=== BRIEF ===
Please render the part of the rows below that runs from the very first line through the line containing "left=423, top=268, right=440, bottom=301", both ends included, as a JSON list of strings with one string per line and blank lines omitted.

=== DATA ROWS ===
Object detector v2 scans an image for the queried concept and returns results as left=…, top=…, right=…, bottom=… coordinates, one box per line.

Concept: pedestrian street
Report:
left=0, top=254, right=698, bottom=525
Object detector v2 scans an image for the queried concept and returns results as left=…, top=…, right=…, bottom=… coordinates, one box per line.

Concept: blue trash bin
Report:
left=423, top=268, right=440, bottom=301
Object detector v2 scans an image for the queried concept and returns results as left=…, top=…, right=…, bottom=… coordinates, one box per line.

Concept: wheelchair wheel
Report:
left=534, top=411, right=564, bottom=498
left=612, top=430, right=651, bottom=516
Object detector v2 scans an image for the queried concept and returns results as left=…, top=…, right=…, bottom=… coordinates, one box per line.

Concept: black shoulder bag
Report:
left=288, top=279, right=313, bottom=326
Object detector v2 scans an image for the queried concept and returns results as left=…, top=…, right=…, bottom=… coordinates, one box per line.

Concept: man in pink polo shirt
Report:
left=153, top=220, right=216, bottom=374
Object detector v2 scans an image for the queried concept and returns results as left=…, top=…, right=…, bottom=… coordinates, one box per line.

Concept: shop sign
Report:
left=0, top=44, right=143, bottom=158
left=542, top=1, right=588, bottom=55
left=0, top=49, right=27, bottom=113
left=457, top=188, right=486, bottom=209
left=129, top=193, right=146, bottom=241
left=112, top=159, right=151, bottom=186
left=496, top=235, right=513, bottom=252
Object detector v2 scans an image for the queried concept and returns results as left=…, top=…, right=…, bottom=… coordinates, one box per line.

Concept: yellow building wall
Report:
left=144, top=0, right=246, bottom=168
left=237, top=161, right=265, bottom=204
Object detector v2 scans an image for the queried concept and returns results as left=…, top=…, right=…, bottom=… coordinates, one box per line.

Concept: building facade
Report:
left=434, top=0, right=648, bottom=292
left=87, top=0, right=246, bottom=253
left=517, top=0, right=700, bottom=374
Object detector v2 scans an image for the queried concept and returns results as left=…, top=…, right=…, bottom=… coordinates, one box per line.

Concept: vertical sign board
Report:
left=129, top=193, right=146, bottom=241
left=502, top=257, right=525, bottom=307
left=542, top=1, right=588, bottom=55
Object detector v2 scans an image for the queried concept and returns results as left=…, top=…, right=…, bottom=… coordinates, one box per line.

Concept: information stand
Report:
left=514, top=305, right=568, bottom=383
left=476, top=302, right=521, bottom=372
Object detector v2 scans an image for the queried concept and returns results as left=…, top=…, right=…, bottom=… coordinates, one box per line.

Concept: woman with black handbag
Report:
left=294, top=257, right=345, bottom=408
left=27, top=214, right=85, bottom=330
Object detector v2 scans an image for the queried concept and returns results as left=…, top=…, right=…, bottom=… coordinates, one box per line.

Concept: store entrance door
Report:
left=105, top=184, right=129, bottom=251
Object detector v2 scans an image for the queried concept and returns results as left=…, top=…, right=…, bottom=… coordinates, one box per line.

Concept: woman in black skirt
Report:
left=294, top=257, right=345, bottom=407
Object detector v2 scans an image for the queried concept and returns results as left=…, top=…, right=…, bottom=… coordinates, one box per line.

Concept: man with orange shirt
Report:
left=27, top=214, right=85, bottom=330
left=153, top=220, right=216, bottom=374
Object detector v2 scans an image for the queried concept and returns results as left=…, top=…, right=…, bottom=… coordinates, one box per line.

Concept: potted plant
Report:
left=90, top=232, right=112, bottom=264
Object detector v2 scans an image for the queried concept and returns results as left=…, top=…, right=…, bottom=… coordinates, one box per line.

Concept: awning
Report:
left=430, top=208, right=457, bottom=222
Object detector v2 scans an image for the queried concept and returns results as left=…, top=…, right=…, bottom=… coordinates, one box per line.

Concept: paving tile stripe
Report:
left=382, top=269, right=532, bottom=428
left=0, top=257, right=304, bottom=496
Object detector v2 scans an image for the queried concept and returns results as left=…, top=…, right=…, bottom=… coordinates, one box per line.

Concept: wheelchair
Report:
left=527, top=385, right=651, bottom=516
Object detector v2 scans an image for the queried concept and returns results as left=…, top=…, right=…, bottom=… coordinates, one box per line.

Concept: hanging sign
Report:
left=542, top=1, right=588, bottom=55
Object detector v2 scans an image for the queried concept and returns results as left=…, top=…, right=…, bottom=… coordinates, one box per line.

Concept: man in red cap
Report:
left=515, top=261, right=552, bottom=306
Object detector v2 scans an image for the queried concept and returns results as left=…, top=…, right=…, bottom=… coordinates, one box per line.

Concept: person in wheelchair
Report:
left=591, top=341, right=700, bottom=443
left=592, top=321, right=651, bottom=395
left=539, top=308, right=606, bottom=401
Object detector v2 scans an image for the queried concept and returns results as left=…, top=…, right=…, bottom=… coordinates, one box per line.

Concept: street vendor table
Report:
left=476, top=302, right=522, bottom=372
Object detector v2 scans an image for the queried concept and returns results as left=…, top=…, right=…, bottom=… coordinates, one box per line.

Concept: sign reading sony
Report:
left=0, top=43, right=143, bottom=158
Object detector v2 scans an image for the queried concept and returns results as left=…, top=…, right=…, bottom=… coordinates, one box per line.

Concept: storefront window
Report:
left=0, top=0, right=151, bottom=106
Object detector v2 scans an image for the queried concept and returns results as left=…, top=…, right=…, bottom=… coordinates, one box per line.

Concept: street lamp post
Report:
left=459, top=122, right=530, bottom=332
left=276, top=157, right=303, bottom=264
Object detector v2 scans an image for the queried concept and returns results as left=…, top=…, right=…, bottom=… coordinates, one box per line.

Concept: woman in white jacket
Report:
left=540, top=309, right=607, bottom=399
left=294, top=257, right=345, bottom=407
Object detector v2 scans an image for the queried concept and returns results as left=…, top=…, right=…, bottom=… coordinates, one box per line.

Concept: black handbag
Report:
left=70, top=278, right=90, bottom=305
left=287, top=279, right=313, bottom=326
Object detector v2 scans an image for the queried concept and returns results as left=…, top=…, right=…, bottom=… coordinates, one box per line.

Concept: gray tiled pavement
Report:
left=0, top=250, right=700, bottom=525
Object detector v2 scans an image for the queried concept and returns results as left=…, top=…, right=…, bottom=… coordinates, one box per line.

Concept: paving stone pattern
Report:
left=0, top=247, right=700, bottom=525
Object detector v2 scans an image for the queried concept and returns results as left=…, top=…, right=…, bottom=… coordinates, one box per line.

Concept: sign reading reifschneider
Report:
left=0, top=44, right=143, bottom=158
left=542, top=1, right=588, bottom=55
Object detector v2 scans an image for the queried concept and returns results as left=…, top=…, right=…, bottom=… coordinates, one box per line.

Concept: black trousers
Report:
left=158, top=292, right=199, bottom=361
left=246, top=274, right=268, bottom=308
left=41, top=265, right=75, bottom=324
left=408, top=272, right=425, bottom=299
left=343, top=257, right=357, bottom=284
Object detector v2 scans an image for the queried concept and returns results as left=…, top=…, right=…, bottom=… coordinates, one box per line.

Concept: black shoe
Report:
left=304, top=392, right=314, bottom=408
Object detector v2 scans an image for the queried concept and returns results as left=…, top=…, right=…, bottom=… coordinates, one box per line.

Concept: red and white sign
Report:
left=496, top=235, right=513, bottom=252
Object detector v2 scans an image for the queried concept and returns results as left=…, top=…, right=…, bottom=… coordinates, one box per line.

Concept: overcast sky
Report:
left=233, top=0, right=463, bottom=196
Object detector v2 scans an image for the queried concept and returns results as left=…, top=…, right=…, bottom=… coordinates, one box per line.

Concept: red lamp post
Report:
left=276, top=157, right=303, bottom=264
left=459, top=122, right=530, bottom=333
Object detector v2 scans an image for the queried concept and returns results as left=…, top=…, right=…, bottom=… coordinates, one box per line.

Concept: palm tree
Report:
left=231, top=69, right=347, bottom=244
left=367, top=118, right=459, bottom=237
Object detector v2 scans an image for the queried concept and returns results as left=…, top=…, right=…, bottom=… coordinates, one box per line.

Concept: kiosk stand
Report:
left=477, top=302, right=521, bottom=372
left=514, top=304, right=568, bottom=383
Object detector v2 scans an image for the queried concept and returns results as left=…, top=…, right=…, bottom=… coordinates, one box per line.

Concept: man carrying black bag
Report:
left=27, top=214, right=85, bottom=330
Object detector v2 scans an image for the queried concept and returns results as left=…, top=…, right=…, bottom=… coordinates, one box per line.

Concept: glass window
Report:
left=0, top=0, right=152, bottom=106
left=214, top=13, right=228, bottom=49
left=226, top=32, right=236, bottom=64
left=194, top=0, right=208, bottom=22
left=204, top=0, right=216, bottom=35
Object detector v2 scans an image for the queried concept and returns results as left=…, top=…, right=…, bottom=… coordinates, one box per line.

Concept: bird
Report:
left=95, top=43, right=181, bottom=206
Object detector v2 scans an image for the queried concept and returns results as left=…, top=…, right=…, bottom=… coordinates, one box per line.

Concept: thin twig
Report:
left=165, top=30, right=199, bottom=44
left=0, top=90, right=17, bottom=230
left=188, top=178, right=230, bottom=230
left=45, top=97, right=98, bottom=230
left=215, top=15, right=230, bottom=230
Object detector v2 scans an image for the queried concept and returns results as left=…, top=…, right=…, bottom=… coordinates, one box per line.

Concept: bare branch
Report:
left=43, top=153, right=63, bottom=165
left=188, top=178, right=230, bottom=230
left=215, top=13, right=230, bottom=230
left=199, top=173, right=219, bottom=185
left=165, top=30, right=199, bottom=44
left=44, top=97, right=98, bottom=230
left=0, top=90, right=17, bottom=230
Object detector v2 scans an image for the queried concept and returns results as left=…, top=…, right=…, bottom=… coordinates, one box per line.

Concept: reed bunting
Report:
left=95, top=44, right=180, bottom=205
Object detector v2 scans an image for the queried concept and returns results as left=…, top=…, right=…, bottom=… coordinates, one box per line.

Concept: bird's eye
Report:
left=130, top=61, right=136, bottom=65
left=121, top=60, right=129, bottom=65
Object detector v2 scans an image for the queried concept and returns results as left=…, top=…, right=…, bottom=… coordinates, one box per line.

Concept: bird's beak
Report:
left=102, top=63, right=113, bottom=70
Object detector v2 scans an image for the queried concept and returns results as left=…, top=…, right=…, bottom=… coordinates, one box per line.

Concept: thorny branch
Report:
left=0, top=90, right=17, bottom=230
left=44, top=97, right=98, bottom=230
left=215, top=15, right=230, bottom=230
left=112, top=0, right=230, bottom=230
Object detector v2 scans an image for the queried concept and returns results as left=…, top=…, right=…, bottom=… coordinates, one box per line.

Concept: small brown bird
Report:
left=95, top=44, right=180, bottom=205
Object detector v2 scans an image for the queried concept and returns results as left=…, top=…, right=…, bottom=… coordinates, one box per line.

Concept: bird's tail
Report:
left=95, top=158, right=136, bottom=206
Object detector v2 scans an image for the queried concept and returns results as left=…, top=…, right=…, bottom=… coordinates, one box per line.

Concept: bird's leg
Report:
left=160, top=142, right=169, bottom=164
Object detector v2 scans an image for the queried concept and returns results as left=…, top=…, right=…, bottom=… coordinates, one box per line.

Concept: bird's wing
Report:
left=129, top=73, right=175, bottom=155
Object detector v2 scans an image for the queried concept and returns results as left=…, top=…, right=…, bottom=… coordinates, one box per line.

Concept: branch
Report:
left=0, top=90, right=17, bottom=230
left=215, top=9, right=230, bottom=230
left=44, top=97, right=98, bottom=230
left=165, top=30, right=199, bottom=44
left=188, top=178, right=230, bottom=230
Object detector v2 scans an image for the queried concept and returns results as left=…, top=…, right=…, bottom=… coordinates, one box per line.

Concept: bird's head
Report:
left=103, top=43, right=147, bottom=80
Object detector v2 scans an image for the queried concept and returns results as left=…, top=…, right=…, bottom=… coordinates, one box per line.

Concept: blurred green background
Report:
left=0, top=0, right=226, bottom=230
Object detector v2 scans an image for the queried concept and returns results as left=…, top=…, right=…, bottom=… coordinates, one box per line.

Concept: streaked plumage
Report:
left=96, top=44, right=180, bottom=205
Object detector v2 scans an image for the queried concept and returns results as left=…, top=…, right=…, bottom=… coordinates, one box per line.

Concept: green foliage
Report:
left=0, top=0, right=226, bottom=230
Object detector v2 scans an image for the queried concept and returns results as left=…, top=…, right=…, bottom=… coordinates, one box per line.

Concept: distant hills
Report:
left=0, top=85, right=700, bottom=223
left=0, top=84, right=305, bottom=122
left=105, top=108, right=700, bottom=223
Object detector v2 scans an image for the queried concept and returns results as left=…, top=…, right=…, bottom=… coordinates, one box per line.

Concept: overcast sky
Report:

=== OUTPUT FOR THIS TASK ===
[
  "Object detector v2 scans an image for the queried concept and returns results as left=…, top=…, right=…, bottom=… coordinates, one box per line.",
  "Concept: pedestrian street",
  "Report:",
  "left=0, top=254, right=698, bottom=525",
  "Object detector v2 scans an image for the queried concept and returns results as left=…, top=…, right=…, bottom=… coordinates, one box per line.",
  "Concept: blue trash bin",
  "Report:",
  "left=423, top=268, right=440, bottom=301"
]